* EXERCISES TO COMPLETE *
1 – Using the passage on Bessie's music hall career, say whether each statement agrees with it, answering yes or no and quoting the words that decide it: (a) Tony Pastor brought her to his 14th Street Theatre in 1889. (b) Her voice was amplified when she sang. (c) Pantomime was normally staged in the summer.
2 – According to the passage on Bessie's music hall career, what were the names of the children she brought to America?

* EXTRACTED TEXT *
——

In addition to coster tunes she was known for dressing up as a newsboy. Her strong voice did not require amplification which did not exist yet in her time and in England voices had to be doubly powerful and well-enunciated in order to be heard over the lower class music hall rowdiness. She had a strong personality and was able to work up a crowd with patriotic music and anti-Russian songs, a legacy of the Crimean War of the 1850s in which the British had supported the Turks against Russian influence and aggression.

The pantomime was performed normally in the Christmas season for children and contained jokes and fairy tale stories as well as broad or slapstick comedy while coster songs were songs associated with street-sellers and vegetable peddlers in carts in 19th century England, a tough and rowdy lot with considerable hatred of law enforcement and songs in a particular street dialect. They wore showy clothes, with particular emphasis on caps and hats, neckerchiefs and boots. Bessie had a great ability to link with the working class audience and to get the audience to participate and sing along with her songs through gentle cajoling and teasing.

Bessie married young and had two daughters and a son by one Louis Abrahams and had nonetheless continued her career for many years in London with considerable success until she was finally, in her middle thirties seen by the vaudeville pioneer Tony Pastor who persuaded her to come to Manhattan and his 14th Street Theatre in 1889. Pastor admired her because although she was earthy and convincingly masculine as a performer, she was never vulgar as so many others were and Pastor was interested in producing clean vaudeville shows. He determined to give her a huge buildup even before she arrived in New York City. She became an instant hit in this period where foreign performers added a touch of panache and exoticism to incipient vaudeville shows and she began also to tour successfully and lucratively in America over the next ten years, bringing her children Marion, Lena and Jack with her but by this time her husband had died suddenly at the age of just 33.

——

* RECORDS PROVIDED *
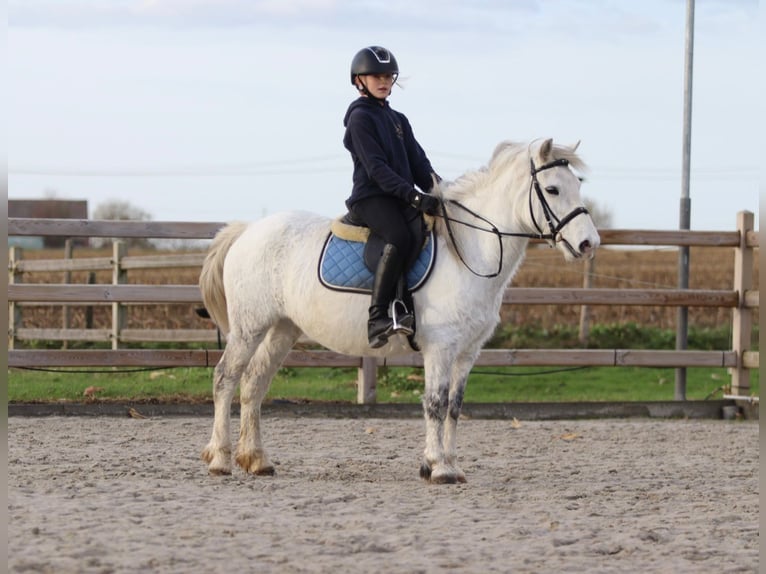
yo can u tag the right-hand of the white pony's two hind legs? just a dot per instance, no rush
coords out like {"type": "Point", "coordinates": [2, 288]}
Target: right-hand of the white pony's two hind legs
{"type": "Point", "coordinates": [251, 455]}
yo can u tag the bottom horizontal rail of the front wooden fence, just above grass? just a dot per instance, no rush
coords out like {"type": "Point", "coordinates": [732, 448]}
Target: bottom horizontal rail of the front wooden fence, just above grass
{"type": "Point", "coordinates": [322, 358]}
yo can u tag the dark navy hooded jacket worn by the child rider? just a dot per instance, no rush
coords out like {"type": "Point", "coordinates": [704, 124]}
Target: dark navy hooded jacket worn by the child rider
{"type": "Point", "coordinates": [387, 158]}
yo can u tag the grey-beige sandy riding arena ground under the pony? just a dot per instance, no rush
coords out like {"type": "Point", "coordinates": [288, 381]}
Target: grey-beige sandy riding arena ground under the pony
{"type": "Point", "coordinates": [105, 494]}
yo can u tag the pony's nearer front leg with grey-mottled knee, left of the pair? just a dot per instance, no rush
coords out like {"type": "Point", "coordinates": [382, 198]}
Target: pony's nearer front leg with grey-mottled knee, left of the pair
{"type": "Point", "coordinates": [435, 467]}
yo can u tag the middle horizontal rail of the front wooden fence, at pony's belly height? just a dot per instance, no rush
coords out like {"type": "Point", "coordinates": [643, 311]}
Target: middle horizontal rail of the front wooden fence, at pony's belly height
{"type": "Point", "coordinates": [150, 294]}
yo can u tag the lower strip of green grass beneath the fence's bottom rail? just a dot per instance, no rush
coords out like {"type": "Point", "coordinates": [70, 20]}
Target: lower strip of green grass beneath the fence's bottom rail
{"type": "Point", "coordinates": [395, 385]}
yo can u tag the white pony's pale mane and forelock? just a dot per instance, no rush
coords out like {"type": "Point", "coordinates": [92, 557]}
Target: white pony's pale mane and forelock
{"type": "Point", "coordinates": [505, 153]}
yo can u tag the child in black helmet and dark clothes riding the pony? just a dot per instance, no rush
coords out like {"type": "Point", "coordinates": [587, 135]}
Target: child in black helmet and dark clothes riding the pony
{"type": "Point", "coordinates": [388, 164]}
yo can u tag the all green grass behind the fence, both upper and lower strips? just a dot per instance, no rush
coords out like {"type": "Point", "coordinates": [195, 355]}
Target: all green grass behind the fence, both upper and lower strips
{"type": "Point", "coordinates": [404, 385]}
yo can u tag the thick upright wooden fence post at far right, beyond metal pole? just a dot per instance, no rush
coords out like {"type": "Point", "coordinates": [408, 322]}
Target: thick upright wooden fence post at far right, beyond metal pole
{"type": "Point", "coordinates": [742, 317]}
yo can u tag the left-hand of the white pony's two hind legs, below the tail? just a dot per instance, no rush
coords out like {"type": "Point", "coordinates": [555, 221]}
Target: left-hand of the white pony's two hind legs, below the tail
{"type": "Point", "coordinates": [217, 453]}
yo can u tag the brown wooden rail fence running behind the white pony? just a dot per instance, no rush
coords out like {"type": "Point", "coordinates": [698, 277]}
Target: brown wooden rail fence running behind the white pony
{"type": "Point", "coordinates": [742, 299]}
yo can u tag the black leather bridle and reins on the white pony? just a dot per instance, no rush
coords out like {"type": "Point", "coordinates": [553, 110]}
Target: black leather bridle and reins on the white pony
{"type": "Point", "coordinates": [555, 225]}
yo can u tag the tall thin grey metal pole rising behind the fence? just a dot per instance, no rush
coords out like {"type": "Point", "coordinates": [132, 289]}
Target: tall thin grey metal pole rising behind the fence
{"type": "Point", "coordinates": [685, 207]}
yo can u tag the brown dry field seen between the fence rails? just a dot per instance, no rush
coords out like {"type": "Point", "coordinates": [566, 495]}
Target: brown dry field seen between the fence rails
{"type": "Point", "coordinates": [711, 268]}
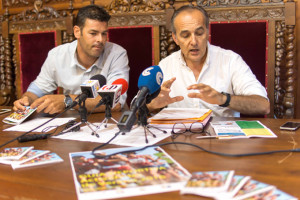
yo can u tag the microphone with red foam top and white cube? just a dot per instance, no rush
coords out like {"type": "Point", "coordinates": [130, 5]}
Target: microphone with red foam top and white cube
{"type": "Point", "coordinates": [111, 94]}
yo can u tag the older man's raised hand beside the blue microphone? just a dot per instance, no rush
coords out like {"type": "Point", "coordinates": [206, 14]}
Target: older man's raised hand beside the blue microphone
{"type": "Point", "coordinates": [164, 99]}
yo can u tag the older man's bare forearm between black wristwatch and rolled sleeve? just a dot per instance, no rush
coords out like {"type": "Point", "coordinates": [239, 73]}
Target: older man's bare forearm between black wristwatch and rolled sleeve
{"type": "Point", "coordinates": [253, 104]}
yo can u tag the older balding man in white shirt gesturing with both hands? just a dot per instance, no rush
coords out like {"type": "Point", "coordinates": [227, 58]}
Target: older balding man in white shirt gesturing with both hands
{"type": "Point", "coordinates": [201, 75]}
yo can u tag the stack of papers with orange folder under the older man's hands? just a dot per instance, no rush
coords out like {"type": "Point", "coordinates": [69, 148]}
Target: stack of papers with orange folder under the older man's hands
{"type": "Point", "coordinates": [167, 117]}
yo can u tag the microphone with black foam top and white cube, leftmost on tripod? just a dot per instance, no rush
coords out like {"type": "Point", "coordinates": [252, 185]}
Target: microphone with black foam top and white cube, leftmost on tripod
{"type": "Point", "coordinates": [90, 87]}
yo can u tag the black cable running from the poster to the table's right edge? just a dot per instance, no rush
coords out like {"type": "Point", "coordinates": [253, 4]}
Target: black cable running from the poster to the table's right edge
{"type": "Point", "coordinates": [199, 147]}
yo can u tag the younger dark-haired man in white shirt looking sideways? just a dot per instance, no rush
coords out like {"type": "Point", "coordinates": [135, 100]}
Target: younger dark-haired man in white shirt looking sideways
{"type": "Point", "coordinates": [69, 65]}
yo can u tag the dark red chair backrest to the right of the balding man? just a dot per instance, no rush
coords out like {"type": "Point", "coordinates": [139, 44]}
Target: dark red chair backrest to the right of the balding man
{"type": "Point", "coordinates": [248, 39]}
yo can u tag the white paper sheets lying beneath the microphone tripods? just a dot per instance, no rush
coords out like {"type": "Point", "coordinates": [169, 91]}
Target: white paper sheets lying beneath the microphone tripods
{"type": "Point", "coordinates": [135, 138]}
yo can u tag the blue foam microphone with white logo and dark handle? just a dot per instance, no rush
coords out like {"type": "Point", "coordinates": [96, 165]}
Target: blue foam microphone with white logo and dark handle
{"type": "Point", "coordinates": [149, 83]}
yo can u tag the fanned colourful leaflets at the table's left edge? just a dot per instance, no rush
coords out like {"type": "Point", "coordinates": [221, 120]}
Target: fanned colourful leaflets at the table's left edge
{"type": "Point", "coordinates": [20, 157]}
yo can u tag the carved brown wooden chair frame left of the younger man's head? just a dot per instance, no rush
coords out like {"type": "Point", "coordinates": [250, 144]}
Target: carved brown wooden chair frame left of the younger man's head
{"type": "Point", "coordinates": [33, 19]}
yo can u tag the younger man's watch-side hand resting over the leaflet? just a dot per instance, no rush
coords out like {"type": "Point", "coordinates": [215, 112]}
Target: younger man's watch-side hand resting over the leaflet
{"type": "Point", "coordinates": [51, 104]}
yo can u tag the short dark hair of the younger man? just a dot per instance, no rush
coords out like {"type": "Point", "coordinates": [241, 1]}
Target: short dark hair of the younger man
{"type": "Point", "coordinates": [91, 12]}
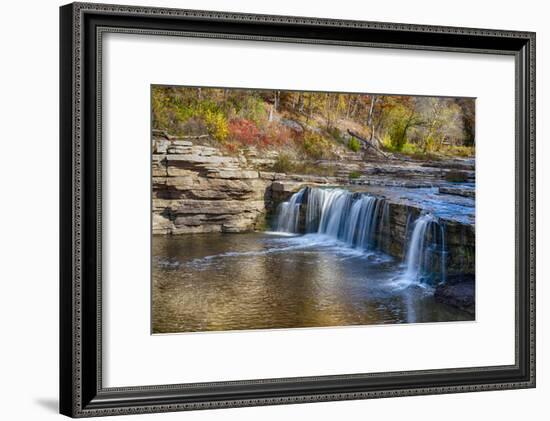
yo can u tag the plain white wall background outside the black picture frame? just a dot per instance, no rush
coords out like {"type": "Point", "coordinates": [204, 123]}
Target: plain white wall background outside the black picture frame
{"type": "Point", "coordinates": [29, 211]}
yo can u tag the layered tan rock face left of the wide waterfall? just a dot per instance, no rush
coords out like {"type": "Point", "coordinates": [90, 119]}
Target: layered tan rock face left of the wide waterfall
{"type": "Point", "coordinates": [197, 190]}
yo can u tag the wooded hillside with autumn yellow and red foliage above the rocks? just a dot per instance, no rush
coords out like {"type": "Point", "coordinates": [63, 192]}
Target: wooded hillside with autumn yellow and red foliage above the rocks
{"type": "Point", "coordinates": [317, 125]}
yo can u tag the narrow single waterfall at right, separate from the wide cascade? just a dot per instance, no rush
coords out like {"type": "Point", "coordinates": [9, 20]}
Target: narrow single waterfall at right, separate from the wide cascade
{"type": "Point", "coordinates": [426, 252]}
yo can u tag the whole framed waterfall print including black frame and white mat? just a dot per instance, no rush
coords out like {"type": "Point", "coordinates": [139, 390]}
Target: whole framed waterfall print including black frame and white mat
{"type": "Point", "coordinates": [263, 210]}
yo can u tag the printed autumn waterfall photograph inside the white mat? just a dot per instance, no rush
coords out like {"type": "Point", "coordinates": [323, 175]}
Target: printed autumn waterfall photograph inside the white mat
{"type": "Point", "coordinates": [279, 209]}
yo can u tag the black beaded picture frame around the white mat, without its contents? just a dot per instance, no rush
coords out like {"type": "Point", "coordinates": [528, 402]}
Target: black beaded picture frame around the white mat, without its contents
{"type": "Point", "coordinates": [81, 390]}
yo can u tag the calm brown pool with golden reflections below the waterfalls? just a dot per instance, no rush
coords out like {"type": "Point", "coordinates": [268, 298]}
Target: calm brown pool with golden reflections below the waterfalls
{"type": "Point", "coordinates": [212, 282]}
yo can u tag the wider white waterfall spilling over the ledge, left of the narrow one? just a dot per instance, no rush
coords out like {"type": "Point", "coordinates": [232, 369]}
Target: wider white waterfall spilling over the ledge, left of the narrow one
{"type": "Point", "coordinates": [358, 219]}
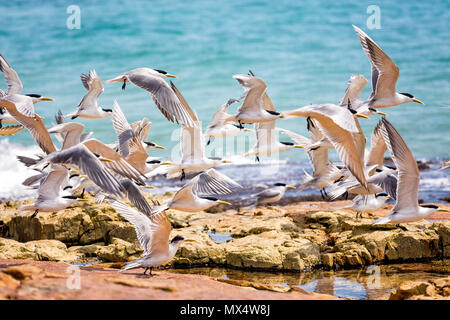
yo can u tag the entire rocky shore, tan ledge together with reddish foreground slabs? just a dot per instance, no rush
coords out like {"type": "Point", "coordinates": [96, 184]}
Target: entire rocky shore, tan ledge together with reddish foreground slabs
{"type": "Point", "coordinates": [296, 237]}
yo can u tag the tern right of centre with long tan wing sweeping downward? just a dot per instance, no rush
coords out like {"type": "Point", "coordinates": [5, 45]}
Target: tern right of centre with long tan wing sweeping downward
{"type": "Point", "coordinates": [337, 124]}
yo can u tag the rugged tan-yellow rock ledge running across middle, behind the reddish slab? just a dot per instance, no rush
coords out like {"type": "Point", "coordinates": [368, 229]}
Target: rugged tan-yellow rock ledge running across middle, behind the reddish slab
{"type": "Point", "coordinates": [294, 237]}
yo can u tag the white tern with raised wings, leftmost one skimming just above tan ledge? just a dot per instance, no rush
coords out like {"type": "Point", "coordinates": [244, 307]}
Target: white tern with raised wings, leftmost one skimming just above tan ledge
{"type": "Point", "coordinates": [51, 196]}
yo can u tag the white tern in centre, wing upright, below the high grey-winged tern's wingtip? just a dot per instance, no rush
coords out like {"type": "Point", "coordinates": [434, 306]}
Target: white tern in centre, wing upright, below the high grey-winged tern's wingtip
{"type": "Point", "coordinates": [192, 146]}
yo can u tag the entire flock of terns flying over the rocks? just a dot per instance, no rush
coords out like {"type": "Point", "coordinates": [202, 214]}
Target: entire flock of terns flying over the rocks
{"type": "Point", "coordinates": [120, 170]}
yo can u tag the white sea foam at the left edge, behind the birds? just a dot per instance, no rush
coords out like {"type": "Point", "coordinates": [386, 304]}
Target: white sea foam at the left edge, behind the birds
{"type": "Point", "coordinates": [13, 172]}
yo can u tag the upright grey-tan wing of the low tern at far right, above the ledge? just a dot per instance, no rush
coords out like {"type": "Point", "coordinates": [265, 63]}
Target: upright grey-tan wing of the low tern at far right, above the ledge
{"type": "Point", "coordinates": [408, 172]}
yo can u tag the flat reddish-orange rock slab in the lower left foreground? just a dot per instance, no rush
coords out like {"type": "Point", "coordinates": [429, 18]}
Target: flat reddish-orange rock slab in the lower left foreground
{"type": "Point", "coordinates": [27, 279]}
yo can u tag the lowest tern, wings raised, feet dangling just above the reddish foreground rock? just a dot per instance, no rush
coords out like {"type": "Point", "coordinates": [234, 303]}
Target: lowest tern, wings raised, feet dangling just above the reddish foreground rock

——

* ANSWERS PER TASK *
1 –
(a) Yes: "persuaded her to come to Manhattan and his 14th Street Theatre in 1889"
(b) No: "Her strong voice did not require amplification which did not exist yet in her time"
(c) No: "The pantomime was performed normally in the Christmas season"

2 – Marion, Lena and Jack.